### [YOUR INSTRUCTIONS]
Switch "place a point" to "put a dot" and write out again the lines from the one that contains "surface, then give the position of each instance." through the last line, leaving everything else in them unchanged.

Location identification lines
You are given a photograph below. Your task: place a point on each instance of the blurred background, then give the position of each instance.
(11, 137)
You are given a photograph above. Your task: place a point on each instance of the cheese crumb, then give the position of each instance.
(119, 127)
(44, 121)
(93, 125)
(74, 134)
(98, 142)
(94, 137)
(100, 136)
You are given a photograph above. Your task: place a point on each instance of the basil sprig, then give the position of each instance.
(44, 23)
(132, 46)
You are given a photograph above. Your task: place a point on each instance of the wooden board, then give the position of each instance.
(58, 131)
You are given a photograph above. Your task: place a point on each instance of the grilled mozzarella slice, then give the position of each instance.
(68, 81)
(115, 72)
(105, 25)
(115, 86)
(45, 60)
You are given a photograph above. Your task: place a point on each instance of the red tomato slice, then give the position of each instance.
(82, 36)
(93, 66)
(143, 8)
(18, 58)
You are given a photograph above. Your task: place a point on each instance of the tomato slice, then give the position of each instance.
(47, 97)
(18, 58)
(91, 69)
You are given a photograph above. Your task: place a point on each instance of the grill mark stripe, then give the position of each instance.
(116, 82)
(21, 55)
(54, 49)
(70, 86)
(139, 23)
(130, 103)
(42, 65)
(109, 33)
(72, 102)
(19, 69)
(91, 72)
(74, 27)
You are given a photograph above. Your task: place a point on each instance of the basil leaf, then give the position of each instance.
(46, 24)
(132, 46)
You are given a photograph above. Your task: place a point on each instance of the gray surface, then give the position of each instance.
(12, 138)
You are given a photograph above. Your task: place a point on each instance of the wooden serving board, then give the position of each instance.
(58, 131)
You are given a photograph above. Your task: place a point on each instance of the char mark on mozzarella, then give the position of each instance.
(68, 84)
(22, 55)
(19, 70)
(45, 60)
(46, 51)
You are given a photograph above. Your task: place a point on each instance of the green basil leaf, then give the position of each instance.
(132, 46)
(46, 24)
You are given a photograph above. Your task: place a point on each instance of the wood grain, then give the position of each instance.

### [FULL SOLUTION]
You are given a photograph above. Your task: put a dot on each instance of the gray surface, then give the position of each instance.
(12, 138)
You are given a photograph above. Your task: put a dot on each instance of the wooden serving board, then give the position of each instance.
(58, 131)
You are given a photograph above. Your task: put a dot on each instance of the char mark on mozzarella, then give the position of each instance.
(68, 84)
(22, 55)
(19, 70)
(45, 60)
(46, 51)
You are given a photograph above. Your task: put a dot on each instance of the green basil leaf, then give the position of each instance.
(132, 46)
(46, 24)
You are given a photograph above. Your task: put a dot on each instance of the wood grain, then give the position of each instance.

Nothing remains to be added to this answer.